● **EXTRACT PROVIDED**:

Just about two weeks ago, around mid-December 2020, the 50th anniversary of the Leningrad trial was marked. The Leningrad trial involved eleven individuals, mostly Jews, who stood trial for attempting to carry out the hijacking of a small empty airplane in June 1970. It was a fantasy; under the disguise of a trip to a local wedding, the hijackers would buy every ticket on a 12-seater plane, so there would be no passengers but them.  Their plan was to board the empty 12-seat plane from inside the Soviet Union, in an effort to escape the USSR by landing the airplane in Sweden.  Later on, this story was dubbed Operation Wedding. 

This was a radical plan with greater chances of failure than success, and most importantly, this plan was a criminal offense against the regime of which these eleven individuals were citizens of.  The passion of these activists and their love for freedom and the State of Israel did not intimidate them, despite fully knowing that once caught, they would face long years in the Gulag.

● **WORK TO BE COMPLETED**:
For each statement, say yes or no to whether it agrees with the passage on the Leningrad trial, and quote the words of the passage that decide it. 1. Eleven people stood trial. 2. The hijackers meant to land the airplane in Finland. 3. The plane they planned to take had 12 seats. The listing that follows has no connection to the passage on the Leningrad trial.

● **DATA LINES**:

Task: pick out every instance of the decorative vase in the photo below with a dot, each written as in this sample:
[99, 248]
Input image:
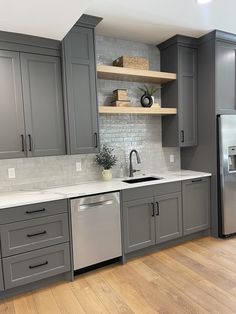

● **RESULT BELOW**:
1. Yes: "The Leningrad trial involved eleven individuals, mostly Jews"
2. No: "in an effort to escape the USSR by landing the airplane in Sweden"
3. Yes: "buy every ticket on a 12-seater plane"